> _STATED TASK_
Recast the entries below as a two-column CSV with the header columns request and outline, one row per request. Put each request's text and its answer in a single quoted field, replacing any line breaks with spaces.

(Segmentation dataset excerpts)
## begin

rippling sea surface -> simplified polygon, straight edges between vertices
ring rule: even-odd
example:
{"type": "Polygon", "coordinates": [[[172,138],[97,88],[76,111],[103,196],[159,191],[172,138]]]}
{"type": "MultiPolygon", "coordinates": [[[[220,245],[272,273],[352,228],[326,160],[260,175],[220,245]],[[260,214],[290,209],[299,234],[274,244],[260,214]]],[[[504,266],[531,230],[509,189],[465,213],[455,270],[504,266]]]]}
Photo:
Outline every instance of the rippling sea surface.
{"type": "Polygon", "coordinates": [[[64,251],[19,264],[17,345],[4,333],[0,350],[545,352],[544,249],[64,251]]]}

## end

> _FINAL ANSWER_
request,outline
"rippling sea surface -> simplified polygon, straight edges between vertices ring rule: even-odd example: {""type"": ""Polygon"", ""coordinates"": [[[172,138],[97,88],[76,111],[103,196],[159,191],[172,138]]]} {""type"": ""MultiPolygon"", ""coordinates"": [[[[220,245],[272,273],[352,228],[326,160],[260,175],[220,245]],[[260,214],[290,209],[299,234],[274,244],[260,214]]],[[[504,266],[531,230],[509,189],[465,213],[455,270],[504,266]]]]} Photo: Outline every instance of the rippling sea surface.","{""type"": ""Polygon"", ""coordinates"": [[[64,251],[19,264],[17,345],[4,333],[0,350],[545,352],[544,249],[64,251]]]}"